Object pointing dataset items
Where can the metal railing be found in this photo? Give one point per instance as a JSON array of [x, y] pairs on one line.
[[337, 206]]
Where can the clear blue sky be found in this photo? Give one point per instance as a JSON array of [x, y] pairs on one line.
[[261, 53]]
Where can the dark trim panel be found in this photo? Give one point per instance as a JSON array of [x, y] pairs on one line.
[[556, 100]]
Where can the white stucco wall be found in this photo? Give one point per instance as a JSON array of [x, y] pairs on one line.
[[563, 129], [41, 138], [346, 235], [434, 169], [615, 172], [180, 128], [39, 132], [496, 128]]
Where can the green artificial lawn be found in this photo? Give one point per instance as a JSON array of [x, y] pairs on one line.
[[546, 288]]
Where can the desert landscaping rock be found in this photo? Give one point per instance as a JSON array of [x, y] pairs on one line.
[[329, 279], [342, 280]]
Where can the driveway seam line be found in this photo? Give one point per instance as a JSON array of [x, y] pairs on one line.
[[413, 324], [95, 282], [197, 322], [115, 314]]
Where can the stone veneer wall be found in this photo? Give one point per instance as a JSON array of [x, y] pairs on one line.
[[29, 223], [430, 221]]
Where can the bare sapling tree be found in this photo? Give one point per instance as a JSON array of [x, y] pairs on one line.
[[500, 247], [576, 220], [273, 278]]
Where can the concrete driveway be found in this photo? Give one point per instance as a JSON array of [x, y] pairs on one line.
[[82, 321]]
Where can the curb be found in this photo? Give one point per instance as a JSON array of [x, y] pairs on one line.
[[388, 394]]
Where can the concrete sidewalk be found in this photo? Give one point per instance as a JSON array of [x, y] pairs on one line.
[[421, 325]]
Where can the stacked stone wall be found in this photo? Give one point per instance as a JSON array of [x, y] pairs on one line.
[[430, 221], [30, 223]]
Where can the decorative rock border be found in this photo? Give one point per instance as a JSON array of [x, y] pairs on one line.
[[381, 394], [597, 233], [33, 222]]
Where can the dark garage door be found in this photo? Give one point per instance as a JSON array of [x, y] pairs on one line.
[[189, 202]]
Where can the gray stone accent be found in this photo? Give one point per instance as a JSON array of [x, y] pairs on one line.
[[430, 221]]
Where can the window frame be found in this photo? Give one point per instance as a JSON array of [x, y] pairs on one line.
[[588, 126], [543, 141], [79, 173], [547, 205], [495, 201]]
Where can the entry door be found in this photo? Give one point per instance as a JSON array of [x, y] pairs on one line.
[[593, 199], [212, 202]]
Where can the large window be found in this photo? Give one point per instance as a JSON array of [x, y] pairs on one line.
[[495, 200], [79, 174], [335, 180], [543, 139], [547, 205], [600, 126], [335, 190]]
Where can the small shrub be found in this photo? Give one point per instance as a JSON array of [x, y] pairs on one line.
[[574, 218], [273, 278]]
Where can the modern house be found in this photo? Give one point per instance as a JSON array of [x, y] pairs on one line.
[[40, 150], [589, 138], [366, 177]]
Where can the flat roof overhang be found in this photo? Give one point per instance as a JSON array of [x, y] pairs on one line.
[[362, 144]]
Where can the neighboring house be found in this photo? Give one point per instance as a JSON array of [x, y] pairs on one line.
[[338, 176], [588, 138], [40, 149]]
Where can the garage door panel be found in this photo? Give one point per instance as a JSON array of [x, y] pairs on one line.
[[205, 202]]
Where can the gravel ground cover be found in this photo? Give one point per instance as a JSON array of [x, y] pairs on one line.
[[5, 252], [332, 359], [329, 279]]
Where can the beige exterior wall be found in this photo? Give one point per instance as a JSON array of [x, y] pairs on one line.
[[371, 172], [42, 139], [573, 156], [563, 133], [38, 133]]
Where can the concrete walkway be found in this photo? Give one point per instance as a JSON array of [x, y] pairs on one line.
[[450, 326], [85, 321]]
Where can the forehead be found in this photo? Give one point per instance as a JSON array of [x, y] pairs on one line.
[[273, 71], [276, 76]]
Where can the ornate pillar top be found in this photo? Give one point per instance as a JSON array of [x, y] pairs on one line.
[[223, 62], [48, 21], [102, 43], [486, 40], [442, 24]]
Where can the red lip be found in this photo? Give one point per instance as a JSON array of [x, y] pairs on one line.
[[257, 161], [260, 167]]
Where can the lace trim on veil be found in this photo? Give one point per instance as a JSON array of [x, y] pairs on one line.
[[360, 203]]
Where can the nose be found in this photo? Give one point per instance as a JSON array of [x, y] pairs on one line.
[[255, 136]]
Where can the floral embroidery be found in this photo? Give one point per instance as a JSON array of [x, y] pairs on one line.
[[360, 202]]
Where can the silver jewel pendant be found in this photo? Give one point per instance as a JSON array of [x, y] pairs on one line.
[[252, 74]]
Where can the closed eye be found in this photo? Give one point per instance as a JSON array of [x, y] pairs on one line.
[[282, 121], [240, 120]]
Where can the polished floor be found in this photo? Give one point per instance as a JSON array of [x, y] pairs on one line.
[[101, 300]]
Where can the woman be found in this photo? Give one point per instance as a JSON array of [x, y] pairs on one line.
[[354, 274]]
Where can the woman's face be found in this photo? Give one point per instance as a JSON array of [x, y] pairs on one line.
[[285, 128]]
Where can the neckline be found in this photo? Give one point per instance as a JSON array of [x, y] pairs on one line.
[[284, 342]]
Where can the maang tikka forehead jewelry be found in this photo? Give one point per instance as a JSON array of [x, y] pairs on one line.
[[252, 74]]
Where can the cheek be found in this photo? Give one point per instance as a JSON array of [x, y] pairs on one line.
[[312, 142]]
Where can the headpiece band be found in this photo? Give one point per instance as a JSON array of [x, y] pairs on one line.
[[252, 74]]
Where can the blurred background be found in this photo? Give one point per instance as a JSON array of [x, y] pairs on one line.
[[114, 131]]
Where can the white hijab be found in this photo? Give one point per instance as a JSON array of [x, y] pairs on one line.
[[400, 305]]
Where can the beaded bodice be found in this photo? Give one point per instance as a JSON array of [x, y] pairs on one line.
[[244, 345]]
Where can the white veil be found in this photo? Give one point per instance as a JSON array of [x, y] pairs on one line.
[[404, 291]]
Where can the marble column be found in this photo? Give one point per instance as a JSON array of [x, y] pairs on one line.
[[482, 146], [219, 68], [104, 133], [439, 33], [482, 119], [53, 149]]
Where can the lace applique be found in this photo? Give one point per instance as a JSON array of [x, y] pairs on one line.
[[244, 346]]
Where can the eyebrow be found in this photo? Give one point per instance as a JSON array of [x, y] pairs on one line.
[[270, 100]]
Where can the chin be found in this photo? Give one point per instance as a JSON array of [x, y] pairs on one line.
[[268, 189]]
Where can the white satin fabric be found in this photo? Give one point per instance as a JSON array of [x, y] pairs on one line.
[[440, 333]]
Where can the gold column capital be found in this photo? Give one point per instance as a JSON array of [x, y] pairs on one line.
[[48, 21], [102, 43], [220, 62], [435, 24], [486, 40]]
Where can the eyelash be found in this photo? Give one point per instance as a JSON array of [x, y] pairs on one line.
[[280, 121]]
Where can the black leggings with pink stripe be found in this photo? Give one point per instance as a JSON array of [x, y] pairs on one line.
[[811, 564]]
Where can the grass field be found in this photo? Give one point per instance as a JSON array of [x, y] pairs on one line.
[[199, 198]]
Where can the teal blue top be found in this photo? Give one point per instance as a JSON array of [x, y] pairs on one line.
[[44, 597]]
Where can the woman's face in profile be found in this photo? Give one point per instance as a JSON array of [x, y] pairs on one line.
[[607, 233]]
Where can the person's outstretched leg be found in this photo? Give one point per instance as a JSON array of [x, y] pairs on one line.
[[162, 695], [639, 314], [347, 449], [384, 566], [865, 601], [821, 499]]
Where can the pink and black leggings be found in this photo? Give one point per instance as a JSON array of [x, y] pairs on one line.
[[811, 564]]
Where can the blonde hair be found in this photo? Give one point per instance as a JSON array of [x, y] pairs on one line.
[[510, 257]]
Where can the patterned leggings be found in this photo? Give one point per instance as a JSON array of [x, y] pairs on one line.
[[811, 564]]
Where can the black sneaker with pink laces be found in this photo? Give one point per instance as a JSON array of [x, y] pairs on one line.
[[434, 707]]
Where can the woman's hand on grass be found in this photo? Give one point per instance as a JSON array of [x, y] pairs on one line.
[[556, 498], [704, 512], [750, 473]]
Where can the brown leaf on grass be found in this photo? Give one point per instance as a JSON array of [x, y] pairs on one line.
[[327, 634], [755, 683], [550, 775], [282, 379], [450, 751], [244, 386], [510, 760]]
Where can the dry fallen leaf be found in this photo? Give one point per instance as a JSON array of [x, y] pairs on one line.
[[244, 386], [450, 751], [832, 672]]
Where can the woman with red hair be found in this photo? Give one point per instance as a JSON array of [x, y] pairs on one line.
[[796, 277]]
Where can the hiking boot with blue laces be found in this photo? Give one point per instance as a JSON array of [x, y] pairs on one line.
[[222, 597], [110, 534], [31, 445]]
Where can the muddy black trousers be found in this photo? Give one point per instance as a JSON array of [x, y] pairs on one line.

TASK GOAL
Can you rewrite the items, starting with the line with "Where can the blurred" and going on through the line with "119], [53, 149]]", changing "beaded bodice" to "sequined bodice" and leaving everything else unchanged?

OUTPUT FOR THIS TASK
Where can the blurred background be found in this photo? Give one point per instance as a JSON array of [x, y] pairs on one line.
[[114, 131]]
Where can the white hijab be found in this photo? Give one point per instance as a JSON array of [x, y] pairs on one line.
[[400, 305]]
Where can the sequined bodice be found in this photo? Give one point per instance as a JSON array of [x, y] pairs on one line.
[[244, 345]]
Where can the white veil be found in this photo? Give one point per instance as a JSON array of [x, y] pairs on one line.
[[404, 291]]
Where can the marble column be found in this photo? Give one point per instance as a JSON array of [x, y] pairs on one line.
[[482, 146], [219, 68], [104, 133], [439, 33], [482, 119], [53, 149]]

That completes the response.